Extrait du texte:
◆ ◆ ◆

L’autisme : pathologie de l’interaction
John BOWLBY en 1969 travaille sur l’éthologie de l’attachement à la Tavistock Clinic et publie son travail à l’institut de psychanalyse. Mais en fait, c’est le couple TINBERGEN qui publie le premier travail sur l’éthologie de l’autisme.
Les comportements autistiques seraient une manifestation d’un enfant apeuré par une personne inconnue : un conflit entre deux conduites opposées d’approche et d’évitement expliquerait les comportements d’évitement du regard et l’augmentation des auto-contacts.
L’EEG computérisé montre en effet qu’une simple présence passive d’un adulte provoque une alerte cérébrale, un seuil d’activation cérébrale bien plus élevé chez les enfants autistes que dans une population témoin.
Cette observation éthologique a servi de base de départ à une cascade d’observations : l’enfant s’auto-manipule bien plus dès qu’on le regarde (STERN et BENDER, 1974). Son profil comportemental se modifie avec l’âge (CONNOLLY et SMITH, 1972). Et l’adulte lui-même est co-créateur de ce qu’il observe : observé derrière une glace sans tain, l’enfant manifeste beaucoup moins de comportements autocentrés qu’en présence de l’adulte. Il effectue des comportements de torero posant des banderilles qu’il ne fait pratiquement pas en présence d’un autre (RUTTER, 1978). Un psychothérapeute bien intentionné provoque une augmentation des auto-contacts qu’il observe et qu’il compte, alors qu’un psychothérapeute qui s’ennuie, en étant moins intrusif augmente moins les auto-contacts de l’enfant (de LANNOY, 1978). Un enfant autiste dans une pièce nue manifeste moins d’auto-contacts que dans une pièce surchargée (HU’IT, 1964).

◆ ◆ ◆

Extrait de données:

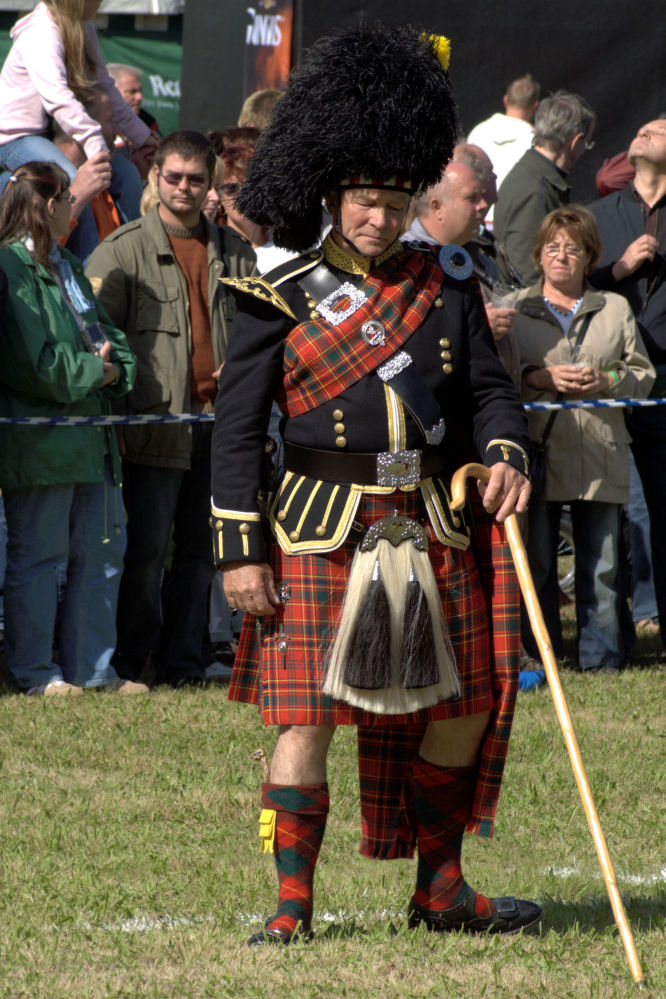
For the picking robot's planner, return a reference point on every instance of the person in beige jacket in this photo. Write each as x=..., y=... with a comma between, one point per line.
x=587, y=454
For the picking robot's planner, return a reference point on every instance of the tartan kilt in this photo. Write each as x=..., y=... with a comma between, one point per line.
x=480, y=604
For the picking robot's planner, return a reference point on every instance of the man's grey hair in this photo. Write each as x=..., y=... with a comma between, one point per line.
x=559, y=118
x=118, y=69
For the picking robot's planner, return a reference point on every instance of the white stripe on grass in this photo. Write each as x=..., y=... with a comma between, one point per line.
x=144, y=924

◆ ◆ ◆

Consigne:
Recopiez le texte sur l'autisme depuis « L’autisme : pathologie » jusqu'à « l’augmentation des auto-contacts. », en substituant « effrayé » à « apeuré ». Les lignes reproduites ci-dessus sont tirées d'une autre source.

Corrigé:
L’autisme : pathologie de l’interaction
John BOWLBY en 1969 travaille sur l’éthologie de l’attachement à la Tavistock Clinic et publie son travail à l’institut de psychanalyse. Mais en fait, c’est le couple TINBERGEN qui publie le premier travail sur l’éthologie de l’autisme.
Les comportements autistiques seraient une manifestation d’un enfant effrayé par une personne inconnue : un conflit entre deux conduites opposées d’approche et d’évitement expliquerait les comportements d’évitement du regard et l’augmentation des auto-contacts.